Text.
Problems in multicomponent distillation often stem from components that have volatilities that lie between the light key and heavy key. The relative volatility of component a to the heavy key, h, is:
α = [ya/xa]/[yh/xh]
where y is the vapor-phase mole fraction and x as the liquid-phase mole fraction.
A component that has a relatively volatility greater than one but less than that of the light key may accumulate inside a process. Depending upon the specifics, the material may build up until the process doesn't work or becomes unstable (for one example, see: "Watch Out for Trapped Components in Towers"). Adding a vapor or liquid side-draw to purge the trapped component often can solve this entrapment problem.
Side-draws also may provide benefits in other situations. One potentially valuable use is for "pasteurization" sections. Such sections have the side-draw as the major component. This differs completely from the side-draw as a purge. Pasteurization sections take a liquid draw above the feed point or a vapor draw below the feed point. They may require control changes because the large side-draw can make achieving stable rates inside the column difficult. A previous column illustrated some of the control issues for a solvent recovery unit ("Sidestep Side-Draw Control Surprises").
Let's look at the use and possible benefit of a pasteurization section in an ethylene/ethane (C2) splitter. Commonly, the main ethylene product is a liquid side-draw taken 5–10 trays below the top of the column (Figure 1).
The feed to the splitter also contains some hydrogen and methane. These light molecules have very high relative volatility compared to ethylene. However, despite their high α values, too much of them remain in the overhead product. The hydrogen and methane level of the overhead liquid can be cut — but only by using a large vent purge, which then must get recycled for ethylene recovery. However, excessive recycling reduces unit capacity. Another solution is to impose extremely tight specifications on the upstream demethanizer — but this has capacity and recovery consequences.

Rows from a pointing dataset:
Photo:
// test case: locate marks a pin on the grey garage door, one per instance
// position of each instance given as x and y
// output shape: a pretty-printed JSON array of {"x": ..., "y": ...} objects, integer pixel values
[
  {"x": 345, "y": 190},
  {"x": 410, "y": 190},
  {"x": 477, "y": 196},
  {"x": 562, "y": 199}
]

Exercise instructions.
1 - Extract the part of the distillation text that opens with the words containing "A component that" and closes with "this entrapment problem.", copying it word for word.
2 - Find each line in the listing that holds the string "instance" and copy those lines. Case matters.

Results.
1 -
A component that has a relatively volatility greater than one but less than that of the light key may accumulate inside a process. Depending upon the specifics, the material may build up until the process doesn't work or becomes unstable (for one example, see: "Watch Out for Trapped Components in Towers"). Adding a vapor or liquid side-draw to purge the trapped component often can solve this entrapment problem.

2 -
// test case: locate marks a pin on the grey garage door, one per instance
// position of each instance given as x and y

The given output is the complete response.